┌──
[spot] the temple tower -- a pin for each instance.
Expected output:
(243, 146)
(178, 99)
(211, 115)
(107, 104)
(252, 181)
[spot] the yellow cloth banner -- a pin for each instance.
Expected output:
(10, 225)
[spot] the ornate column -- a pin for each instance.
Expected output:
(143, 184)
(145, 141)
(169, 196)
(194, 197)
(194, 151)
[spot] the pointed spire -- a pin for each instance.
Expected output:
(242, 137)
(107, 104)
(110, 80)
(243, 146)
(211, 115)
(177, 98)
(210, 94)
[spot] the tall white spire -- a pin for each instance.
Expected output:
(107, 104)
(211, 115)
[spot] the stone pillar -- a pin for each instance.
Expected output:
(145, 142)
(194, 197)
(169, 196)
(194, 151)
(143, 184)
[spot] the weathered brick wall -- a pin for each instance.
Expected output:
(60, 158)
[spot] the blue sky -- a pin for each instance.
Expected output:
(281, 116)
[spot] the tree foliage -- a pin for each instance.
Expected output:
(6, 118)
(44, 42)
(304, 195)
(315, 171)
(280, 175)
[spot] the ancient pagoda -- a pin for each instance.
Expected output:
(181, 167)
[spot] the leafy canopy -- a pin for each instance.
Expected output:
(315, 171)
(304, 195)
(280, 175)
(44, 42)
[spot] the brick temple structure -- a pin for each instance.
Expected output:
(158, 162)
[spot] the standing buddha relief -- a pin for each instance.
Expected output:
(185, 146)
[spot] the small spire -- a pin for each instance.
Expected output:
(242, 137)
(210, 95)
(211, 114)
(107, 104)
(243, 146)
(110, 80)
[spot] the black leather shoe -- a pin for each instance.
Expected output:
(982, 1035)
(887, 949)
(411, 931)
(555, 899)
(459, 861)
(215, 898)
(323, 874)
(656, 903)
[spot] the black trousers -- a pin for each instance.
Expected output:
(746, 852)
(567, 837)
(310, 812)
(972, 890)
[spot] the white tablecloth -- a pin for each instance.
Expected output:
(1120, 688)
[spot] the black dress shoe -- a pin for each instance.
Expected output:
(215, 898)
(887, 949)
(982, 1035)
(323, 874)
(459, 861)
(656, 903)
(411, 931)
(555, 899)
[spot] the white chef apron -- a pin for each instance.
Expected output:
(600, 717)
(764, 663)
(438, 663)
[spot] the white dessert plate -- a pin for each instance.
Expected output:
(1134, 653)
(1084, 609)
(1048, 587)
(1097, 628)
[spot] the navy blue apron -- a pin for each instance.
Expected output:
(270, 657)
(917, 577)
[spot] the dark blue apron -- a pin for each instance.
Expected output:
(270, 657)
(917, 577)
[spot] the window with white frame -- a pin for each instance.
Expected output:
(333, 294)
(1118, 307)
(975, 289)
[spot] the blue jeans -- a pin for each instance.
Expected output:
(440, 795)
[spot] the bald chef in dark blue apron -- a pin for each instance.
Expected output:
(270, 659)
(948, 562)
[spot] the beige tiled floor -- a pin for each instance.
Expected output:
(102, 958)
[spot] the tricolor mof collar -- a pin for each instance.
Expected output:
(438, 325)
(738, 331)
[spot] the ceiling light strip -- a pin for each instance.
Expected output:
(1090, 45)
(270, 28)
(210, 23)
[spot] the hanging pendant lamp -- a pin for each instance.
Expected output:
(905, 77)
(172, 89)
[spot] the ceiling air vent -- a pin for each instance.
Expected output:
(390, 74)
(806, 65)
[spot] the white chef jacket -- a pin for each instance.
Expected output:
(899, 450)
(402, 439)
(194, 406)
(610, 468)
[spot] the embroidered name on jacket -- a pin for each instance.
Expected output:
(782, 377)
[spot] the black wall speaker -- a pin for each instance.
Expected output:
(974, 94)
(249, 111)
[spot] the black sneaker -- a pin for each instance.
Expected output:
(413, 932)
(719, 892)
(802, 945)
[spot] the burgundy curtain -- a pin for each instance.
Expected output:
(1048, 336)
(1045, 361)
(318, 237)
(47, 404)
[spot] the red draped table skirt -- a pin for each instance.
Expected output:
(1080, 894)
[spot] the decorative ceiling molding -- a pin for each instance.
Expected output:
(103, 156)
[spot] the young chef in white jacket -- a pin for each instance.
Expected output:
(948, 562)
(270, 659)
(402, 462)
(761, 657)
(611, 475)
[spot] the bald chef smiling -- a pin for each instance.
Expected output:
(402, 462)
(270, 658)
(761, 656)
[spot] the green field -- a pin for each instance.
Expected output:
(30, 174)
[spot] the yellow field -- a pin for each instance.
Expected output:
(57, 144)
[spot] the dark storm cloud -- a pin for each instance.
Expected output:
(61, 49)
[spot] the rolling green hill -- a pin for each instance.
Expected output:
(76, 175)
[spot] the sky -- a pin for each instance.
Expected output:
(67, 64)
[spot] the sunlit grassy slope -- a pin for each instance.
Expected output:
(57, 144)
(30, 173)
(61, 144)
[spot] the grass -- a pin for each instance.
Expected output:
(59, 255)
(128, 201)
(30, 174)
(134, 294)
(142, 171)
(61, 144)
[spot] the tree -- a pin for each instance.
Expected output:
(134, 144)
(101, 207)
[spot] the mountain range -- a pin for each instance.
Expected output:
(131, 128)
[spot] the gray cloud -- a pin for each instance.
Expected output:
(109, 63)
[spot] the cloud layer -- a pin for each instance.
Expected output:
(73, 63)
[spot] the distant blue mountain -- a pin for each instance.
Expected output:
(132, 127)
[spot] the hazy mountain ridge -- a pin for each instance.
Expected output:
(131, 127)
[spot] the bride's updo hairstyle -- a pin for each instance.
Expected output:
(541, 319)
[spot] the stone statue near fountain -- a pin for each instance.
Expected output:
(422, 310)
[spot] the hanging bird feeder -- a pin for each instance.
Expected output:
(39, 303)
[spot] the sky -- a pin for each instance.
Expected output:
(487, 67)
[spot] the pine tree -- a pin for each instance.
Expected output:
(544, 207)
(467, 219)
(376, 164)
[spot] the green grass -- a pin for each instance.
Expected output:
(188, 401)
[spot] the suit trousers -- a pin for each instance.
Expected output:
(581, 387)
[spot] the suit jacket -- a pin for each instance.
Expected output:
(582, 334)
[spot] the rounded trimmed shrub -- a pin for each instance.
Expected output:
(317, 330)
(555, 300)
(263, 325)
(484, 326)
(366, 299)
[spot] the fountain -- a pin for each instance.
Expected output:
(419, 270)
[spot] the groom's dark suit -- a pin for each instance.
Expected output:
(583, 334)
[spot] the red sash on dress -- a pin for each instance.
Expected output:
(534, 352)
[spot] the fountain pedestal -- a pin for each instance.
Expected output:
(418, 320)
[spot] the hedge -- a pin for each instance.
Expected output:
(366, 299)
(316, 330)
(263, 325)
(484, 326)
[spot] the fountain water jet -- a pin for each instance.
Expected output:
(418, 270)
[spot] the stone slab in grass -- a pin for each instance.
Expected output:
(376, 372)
└──
▶ **Exercise details**
Render every line of the listing above as a JSON array of strings, one string per line, leaving out any blank lines.

▶ **Answer to this exercise**
[
  "[spot] the temple tower -- a pin for each instance.",
  "Expected output:",
  "(243, 146)",
  "(178, 99)",
  "(211, 115)",
  "(107, 104)",
  "(252, 181)",
  "[spot] the yellow cloth banner -- a pin for each instance.",
  "Expected output:",
  "(10, 225)",
  "[spot] the ornate column -- a pin for each instance.",
  "Expected output:",
  "(143, 184)",
  "(145, 141)",
  "(169, 196)",
  "(194, 197)",
  "(194, 151)",
  "[spot] the pointed spire -- a pin for each instance.",
  "Expected output:",
  "(242, 137)",
  "(107, 104)",
  "(110, 80)",
  "(243, 146)",
  "(211, 115)",
  "(177, 98)",
  "(210, 94)",
  "[spot] the tall white spire -- a pin for each instance.",
  "Expected output:",
  "(107, 104)",
  "(211, 115)",
  "[spot] the stone pillar -- a pin for each instance.",
  "Expected output:",
  "(145, 142)",
  "(194, 197)",
  "(169, 196)",
  "(194, 151)",
  "(143, 184)",
  "[spot] the weathered brick wall -- a pin for each instance.",
  "Expected output:",
  "(60, 158)",
  "[spot] the blue sky -- a pin for each instance.",
  "Expected output:",
  "(281, 116)",
  "[spot] the tree foliage -- a pin for each instance.",
  "Expected output:",
  "(6, 118)",
  "(44, 42)",
  "(304, 195)",
  "(315, 171)",
  "(280, 175)",
  "[spot] the ancient pagoda -- a pin for each instance.",
  "Expected output:",
  "(181, 167)",
  "[spot] the leafy canopy -- a pin for each instance.",
  "Expected output:",
  "(315, 171)",
  "(304, 195)",
  "(280, 175)",
  "(44, 42)",
  "[spot] the brick temple structure -- a pin for each instance.",
  "Expected output:",
  "(158, 162)",
  "[spot] the standing buddha relief -- a pin for each instance.",
  "Expected output:",
  "(185, 146)",
  "[spot] the small spire -- a pin for each instance.",
  "Expected output:",
  "(242, 137)",
  "(210, 95)",
  "(211, 114)",
  "(107, 104)",
  "(243, 146)",
  "(110, 80)",
  "[spot] the black leather shoe -- a pin for each instance.",
  "Expected output:",
  "(982, 1035)",
  "(887, 949)",
  "(411, 931)",
  "(555, 899)",
  "(459, 861)",
  "(215, 898)",
  "(323, 874)",
  "(656, 903)",
  "[spot] the black trousers -- a pin for each instance.",
  "Expected output:",
  "(746, 852)",
  "(567, 837)",
  "(310, 812)",
  "(972, 890)",
  "[spot] the white tablecloth -- a pin for each instance.",
  "Expected output:",
  "(1120, 688)",
  "[spot] the black dress shoe -- a pin for each instance.",
  "Expected output:",
  "(215, 898)",
  "(887, 949)",
  "(982, 1035)",
  "(323, 874)",
  "(459, 861)",
  "(656, 903)",
  "(411, 931)",
  "(555, 899)",
  "[spot] the white chef apron -- a pin for each instance.",
  "Expected output:",
  "(600, 717)",
  "(764, 663)",
  "(438, 663)",
  "[spot] the white dessert plate -- a pin for each instance.",
  "Expected output:",
  "(1134, 653)",
  "(1084, 609)",
  "(1048, 587)",
  "(1097, 628)",
  "[spot] the navy blue apron -- a pin for each instance.",
  "Expected output:",
  "(270, 657)",
  "(917, 577)",
  "[spot] the dark blue apron -- a pin for each instance.",
  "Expected output:",
  "(270, 657)",
  "(917, 577)",
  "[spot] the window with white frame -- a pin for each instance.",
  "Expected output:",
  "(333, 294)",
  "(1118, 307)",
  "(975, 289)",
  "[spot] the blue jeans -- a pin for each instance.",
  "Expected output:",
  "(440, 795)",
  "[spot] the bald chef in dark blue apron -- a pin for each instance.",
  "Expected output:",
  "(270, 659)",
  "(948, 562)",
  "[spot] the beige tiled floor -- a pin for each instance.",
  "Expected output:",
  "(102, 958)",
  "[spot] the tricolor mof collar -- a pin for each instance.",
  "Expected output:",
  "(438, 325)",
  "(738, 331)",
  "[spot] the ceiling light strip -- a pin for each instance.",
  "Expected output:",
  "(1090, 45)",
  "(270, 28)",
  "(210, 23)",
  "[spot] the hanging pendant lamp -- a pin for each instance.",
  "Expected output:",
  "(905, 77)",
  "(172, 89)",
  "[spot] the ceiling air vent -- a pin for each instance.",
  "Expected output:",
  "(390, 74)",
  "(806, 65)",
  "[spot] the white chef jacket -- a pin for each instance.",
  "Expected output:",
  "(899, 450)",
  "(402, 439)",
  "(194, 406)",
  "(610, 468)",
  "[spot] the embroidered name on jacket -- a pin for each instance.",
  "Expected output:",
  "(782, 377)",
  "[spot] the black wall speaker -- a pin for each instance.",
  "Expected output:",
  "(974, 94)",
  "(249, 111)",
  "[spot] the black sneaker -- a pin for each instance.",
  "Expected output:",
  "(413, 932)",
  "(719, 892)",
  "(802, 945)",
  "[spot] the burgundy curtain -- a pin for each instance.",
  "Expected output:",
  "(1048, 336)",
  "(1045, 361)",
  "(318, 237)",
  "(47, 404)",
  "[spot] the red draped table skirt -- a pin for each instance.",
  "Expected output:",
  "(1080, 894)",
  "[spot] the decorative ceiling molding -- a pin for each instance.",
  "Expected output:",
  "(103, 156)",
  "[spot] the young chef in white jacket -- a pin for each instance.",
  "Expected output:",
  "(948, 562)",
  "(270, 659)",
  "(402, 462)",
  "(761, 657)",
  "(611, 475)",
  "[spot] the bald chef smiling -- a pin for each instance.",
  "Expected output:",
  "(402, 462)",
  "(270, 658)",
  "(761, 656)",
  "[spot] the green field -- a pin for each instance.",
  "Expected output:",
  "(30, 174)",
  "[spot] the yellow field -- a pin for each instance.",
  "Expected output:",
  "(57, 144)",
  "[spot] the dark storm cloud -- a pin for each instance.",
  "Expected output:",
  "(61, 49)",
  "[spot] the rolling green hill -- a pin for each instance.",
  "Expected output:",
  "(76, 175)",
  "[spot] the sky -- a pin for each instance.",
  "Expected output:",
  "(67, 64)",
  "[spot] the sunlit grassy slope -- a pin for each instance.",
  "Expected output:",
  "(57, 144)",
  "(30, 173)",
  "(61, 144)",
  "[spot] the grass -- a pin for each instance.",
  "Expected output:",
  "(59, 255)",
  "(128, 201)",
  "(30, 174)",
  "(134, 294)",
  "(142, 171)",
  "(61, 144)",
  "[spot] the tree -- a pin for each instance.",
  "Expected output:",
  "(134, 144)",
  "(101, 207)",
  "[spot] the mountain range -- a pin for each instance.",
  "Expected output:",
  "(131, 128)",
  "[spot] the gray cloud -- a pin for each instance.",
  "Expected output:",
  "(109, 63)",
  "[spot] the cloud layer -- a pin for each instance.",
  "Expected output:",
  "(73, 63)",
  "[spot] the distant blue mountain -- a pin for each instance.",
  "Expected output:",
  "(132, 127)",
  "[spot] the hazy mountain ridge -- a pin for each instance.",
  "Expected output:",
  "(131, 127)",
  "[spot] the bride's updo hairstyle -- a pin for each instance.",
  "Expected output:",
  "(541, 319)",
  "[spot] the stone statue near fountain -- a pin for each instance.",
  "Expected output:",
  "(422, 310)",
  "[spot] the hanging bird feeder -- a pin for each instance.",
  "Expected output:",
  "(39, 303)",
  "[spot] the sky -- a pin for each instance.",
  "Expected output:",
  "(487, 67)",
  "[spot] the pine tree -- a pin for each instance.",
  "Expected output:",
  "(544, 207)",
  "(467, 219)",
  "(376, 164)",
  "[spot] the green grass -- a pin for each instance.",
  "Expected output:",
  "(188, 401)",
  "[spot] the suit trousers -- a pin for each instance.",
  "Expected output:",
  "(581, 387)",
  "[spot] the suit jacket -- a pin for each instance.",
  "Expected output:",
  "(582, 334)",
  "[spot] the rounded trimmed shrub -- a pin for each instance.",
  "Expected output:",
  "(317, 330)",
  "(555, 300)",
  "(263, 325)",
  "(484, 326)",
  "(366, 299)",
  "[spot] the fountain -- a pin for each instance.",
  "Expected output:",
  "(419, 270)",
  "[spot] the groom's dark suit -- a pin for each instance.",
  "Expected output:",
  "(583, 334)",
  "[spot] the red sash on dress -- a pin for each instance.",
  "Expected output:",
  "(534, 352)",
  "[spot] the fountain pedestal -- a pin for each instance.",
  "Expected output:",
  "(418, 320)",
  "[spot] the hedge -- a pin for each instance.",
  "Expected output:",
  "(366, 299)",
  "(316, 330)",
  "(263, 325)",
  "(484, 326)",
  "[spot] the fountain water jet -- a pin for each instance.",
  "Expected output:",
  "(418, 270)",
  "[spot] the stone slab in grass -- a pin for each instance.",
  "Expected output:",
  "(376, 372)"
]